• _AVAILABLE DATA_

════════════════════

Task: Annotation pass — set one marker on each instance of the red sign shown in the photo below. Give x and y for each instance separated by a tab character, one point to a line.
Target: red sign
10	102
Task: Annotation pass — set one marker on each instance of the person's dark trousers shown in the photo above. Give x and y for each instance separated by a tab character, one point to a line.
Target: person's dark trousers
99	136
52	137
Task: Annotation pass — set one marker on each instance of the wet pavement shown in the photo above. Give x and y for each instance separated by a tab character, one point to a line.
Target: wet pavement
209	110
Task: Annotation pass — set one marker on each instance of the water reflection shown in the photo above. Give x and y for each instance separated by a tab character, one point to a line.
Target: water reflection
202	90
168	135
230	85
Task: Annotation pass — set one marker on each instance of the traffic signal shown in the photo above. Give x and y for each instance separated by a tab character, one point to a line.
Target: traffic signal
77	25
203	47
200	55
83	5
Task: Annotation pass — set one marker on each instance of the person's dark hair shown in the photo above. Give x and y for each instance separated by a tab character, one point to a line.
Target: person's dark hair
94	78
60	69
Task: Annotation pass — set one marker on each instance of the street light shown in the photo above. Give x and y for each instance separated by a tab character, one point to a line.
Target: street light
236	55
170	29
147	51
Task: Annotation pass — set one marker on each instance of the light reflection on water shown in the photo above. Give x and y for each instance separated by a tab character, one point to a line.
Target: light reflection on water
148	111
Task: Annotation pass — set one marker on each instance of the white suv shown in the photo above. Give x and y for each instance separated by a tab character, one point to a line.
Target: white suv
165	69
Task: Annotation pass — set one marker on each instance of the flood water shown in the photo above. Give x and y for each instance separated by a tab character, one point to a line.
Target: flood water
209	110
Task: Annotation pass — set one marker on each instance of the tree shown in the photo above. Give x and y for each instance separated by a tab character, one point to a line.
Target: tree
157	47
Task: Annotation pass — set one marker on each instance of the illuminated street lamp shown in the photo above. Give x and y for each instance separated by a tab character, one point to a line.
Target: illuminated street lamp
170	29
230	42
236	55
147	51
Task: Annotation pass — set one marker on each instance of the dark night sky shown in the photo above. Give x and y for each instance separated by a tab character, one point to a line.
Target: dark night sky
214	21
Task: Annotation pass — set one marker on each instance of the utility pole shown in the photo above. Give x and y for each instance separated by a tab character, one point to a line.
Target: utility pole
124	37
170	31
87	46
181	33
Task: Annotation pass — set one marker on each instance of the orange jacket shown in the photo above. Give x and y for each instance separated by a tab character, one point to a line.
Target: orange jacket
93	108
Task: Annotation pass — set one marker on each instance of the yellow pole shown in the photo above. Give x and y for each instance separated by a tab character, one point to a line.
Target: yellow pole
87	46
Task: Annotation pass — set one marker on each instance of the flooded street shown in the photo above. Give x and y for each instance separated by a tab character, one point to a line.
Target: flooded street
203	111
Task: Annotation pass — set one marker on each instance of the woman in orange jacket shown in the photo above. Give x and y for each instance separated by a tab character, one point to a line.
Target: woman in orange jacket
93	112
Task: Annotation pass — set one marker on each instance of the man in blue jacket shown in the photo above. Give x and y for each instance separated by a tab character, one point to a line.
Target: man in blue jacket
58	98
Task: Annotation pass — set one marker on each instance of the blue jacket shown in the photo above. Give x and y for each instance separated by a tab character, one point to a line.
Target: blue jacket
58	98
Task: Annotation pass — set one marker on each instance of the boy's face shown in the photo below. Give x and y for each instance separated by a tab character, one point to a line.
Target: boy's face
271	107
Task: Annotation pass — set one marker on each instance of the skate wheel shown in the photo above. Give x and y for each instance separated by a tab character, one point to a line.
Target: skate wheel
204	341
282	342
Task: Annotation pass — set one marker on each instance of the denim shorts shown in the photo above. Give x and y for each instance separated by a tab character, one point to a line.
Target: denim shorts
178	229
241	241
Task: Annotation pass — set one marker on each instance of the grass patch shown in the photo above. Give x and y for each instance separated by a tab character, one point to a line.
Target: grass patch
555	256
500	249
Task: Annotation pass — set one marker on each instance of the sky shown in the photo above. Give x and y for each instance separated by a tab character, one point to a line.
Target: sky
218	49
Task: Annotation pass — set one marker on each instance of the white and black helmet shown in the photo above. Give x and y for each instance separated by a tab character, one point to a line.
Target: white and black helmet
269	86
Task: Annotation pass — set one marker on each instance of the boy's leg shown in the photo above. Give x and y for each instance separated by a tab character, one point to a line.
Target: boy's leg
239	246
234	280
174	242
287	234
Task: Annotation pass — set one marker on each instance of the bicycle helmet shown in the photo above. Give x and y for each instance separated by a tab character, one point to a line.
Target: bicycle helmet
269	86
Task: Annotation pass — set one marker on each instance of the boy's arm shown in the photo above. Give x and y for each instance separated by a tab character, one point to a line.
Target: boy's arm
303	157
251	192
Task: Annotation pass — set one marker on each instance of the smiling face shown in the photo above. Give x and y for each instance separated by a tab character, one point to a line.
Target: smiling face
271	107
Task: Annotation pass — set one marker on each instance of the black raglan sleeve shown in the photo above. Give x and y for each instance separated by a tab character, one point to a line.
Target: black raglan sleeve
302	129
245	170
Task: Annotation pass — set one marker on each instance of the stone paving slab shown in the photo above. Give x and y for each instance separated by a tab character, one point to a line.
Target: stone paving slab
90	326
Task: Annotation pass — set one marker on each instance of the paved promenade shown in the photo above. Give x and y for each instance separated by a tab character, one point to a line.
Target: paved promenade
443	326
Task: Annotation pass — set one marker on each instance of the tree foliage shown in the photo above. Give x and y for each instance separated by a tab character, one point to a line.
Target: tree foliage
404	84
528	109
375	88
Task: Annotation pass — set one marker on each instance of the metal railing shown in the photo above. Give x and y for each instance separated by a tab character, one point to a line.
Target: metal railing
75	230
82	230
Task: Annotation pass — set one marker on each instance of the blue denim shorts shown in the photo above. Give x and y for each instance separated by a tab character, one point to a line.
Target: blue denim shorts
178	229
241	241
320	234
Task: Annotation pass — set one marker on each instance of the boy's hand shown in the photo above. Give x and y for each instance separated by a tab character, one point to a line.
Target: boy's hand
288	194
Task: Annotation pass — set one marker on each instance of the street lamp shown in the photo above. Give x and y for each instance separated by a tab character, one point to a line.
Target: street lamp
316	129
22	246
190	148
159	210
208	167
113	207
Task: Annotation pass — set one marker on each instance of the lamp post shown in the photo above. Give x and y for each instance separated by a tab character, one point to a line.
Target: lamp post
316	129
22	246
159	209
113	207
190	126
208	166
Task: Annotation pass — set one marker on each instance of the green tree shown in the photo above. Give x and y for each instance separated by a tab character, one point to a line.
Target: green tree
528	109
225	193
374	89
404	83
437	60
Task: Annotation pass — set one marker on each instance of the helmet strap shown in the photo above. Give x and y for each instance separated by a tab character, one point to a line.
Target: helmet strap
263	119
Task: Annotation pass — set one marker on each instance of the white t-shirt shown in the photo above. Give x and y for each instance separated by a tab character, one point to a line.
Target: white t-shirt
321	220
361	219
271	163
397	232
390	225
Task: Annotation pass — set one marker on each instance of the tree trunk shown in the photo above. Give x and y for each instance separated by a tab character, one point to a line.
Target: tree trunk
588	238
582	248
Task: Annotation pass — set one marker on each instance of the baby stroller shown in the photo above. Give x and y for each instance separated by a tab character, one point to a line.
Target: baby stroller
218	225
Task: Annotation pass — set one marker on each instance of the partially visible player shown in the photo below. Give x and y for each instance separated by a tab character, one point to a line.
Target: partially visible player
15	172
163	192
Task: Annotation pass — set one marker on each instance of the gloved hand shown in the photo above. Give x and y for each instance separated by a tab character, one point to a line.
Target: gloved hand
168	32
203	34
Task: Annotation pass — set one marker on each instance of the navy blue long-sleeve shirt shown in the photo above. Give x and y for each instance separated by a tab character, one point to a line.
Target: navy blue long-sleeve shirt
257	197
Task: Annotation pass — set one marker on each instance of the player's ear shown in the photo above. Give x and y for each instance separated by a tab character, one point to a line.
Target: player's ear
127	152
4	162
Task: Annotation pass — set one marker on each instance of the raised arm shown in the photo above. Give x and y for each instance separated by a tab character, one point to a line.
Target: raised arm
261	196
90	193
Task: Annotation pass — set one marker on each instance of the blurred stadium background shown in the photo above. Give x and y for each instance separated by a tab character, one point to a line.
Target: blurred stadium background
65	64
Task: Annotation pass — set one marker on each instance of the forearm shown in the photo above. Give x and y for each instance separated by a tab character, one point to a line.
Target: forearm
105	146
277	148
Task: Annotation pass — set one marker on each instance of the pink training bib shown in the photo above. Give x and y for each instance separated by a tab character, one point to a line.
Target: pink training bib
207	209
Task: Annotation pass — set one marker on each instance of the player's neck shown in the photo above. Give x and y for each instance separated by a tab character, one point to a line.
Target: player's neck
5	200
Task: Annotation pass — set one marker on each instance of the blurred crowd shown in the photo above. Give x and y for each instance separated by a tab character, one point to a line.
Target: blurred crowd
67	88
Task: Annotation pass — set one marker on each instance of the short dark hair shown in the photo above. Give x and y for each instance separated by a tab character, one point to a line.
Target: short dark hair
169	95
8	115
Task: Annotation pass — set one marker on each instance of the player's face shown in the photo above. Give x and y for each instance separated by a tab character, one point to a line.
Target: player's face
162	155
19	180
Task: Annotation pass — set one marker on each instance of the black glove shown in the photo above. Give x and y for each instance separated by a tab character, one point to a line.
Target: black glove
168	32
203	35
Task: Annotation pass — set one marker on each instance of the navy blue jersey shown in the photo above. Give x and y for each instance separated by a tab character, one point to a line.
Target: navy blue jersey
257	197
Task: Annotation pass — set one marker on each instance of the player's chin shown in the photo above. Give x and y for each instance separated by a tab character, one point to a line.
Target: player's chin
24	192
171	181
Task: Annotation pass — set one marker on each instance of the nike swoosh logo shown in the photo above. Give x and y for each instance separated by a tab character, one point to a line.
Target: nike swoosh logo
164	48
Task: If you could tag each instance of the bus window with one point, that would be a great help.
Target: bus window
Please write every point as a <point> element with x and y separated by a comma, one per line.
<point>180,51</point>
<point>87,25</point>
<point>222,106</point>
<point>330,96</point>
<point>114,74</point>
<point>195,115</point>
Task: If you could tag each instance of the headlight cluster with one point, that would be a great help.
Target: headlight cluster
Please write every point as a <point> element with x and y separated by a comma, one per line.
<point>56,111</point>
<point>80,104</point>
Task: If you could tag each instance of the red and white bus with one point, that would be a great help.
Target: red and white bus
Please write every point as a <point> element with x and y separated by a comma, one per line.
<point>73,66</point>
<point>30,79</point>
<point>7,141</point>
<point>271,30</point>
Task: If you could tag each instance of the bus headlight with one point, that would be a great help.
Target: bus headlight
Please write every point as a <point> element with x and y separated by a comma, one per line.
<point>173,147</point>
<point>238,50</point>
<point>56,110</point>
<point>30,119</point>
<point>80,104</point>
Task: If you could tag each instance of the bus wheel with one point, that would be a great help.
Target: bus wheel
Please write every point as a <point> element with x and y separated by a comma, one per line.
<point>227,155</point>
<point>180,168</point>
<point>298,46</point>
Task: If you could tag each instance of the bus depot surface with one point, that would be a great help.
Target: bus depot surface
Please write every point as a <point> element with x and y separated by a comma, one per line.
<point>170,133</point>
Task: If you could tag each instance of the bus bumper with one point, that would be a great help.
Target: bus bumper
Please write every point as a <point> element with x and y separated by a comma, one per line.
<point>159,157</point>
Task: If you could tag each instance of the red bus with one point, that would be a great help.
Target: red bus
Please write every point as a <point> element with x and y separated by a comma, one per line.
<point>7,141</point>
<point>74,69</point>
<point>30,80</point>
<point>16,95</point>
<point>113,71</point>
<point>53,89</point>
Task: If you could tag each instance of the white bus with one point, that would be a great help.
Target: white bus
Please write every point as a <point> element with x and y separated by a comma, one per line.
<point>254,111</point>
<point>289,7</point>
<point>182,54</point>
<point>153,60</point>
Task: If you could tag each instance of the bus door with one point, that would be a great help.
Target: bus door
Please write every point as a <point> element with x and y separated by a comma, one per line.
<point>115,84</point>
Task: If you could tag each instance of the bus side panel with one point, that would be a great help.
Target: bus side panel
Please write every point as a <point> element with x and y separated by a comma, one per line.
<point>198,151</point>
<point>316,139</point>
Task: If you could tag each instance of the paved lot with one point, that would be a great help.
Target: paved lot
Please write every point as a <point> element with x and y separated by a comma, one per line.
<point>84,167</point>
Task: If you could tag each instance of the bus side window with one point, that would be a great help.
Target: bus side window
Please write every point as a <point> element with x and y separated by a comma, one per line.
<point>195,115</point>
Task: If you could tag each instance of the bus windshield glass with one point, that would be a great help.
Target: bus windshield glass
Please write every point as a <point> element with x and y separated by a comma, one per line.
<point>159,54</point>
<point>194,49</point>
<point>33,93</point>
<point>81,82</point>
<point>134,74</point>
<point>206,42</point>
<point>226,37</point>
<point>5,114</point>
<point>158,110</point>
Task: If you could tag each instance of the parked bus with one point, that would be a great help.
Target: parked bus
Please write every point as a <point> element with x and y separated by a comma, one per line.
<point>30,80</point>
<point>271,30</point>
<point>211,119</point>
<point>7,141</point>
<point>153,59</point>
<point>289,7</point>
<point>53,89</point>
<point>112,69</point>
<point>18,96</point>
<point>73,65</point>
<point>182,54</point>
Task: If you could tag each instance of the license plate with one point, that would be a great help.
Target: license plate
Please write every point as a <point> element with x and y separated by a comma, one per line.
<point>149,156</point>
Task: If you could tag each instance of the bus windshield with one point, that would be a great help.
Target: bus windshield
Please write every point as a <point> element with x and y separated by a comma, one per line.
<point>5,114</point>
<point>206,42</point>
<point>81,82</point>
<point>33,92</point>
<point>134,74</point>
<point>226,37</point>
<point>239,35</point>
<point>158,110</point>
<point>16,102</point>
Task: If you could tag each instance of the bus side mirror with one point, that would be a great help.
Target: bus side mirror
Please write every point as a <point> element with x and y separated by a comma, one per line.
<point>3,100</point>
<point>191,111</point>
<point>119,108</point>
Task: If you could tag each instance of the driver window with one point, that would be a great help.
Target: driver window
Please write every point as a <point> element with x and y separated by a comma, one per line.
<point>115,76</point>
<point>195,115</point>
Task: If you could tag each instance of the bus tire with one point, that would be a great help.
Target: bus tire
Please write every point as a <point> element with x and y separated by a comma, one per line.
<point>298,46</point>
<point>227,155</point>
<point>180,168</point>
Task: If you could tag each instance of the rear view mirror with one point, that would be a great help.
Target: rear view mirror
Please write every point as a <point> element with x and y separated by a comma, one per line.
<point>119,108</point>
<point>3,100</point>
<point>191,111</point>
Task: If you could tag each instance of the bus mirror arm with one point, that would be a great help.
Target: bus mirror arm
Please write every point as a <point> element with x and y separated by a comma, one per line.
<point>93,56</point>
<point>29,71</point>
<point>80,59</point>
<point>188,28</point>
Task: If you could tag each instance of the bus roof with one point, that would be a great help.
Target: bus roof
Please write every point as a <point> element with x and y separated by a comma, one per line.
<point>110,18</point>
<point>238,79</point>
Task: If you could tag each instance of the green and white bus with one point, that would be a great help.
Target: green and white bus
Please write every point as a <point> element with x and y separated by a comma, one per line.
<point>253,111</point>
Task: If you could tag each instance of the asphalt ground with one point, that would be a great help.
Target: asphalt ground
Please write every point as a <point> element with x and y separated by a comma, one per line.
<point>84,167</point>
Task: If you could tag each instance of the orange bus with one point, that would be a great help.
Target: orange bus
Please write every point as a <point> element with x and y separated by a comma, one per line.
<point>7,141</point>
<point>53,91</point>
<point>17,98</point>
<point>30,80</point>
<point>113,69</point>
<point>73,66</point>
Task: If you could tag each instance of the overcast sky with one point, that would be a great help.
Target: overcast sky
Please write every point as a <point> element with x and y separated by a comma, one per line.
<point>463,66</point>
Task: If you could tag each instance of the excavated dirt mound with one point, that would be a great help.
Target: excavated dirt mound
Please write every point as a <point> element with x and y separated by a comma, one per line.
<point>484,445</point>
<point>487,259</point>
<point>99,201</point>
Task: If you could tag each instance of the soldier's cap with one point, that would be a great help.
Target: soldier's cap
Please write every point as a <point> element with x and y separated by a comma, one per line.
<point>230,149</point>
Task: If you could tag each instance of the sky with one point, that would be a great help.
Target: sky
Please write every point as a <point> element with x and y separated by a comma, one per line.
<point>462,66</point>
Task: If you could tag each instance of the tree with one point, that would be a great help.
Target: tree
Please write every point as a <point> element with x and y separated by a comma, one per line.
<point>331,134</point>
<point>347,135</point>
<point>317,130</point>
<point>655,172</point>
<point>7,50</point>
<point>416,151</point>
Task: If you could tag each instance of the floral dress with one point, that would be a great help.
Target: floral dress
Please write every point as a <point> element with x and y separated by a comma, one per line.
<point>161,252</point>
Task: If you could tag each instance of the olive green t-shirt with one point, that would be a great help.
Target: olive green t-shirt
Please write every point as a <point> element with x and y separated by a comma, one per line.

════════════════════

• _TO DO_
In the data above, find the line that contains "of the baby" and the line that contains "of the partially". Repeat exactly those lines and every line between them, and only those.

• _RESULT BELOW_
Task: Annotation pass — set one marker on each instance of the baby stroller shown in the photo above. Give x and y for each instance separated by a tab character, one point to a line.
Target: baby stroller
218	225
Task: Annotation pass — set one marker on each instance of the partially visible player shown in the photo below. Give x and y for each instance separated by a tab character, one point to a line.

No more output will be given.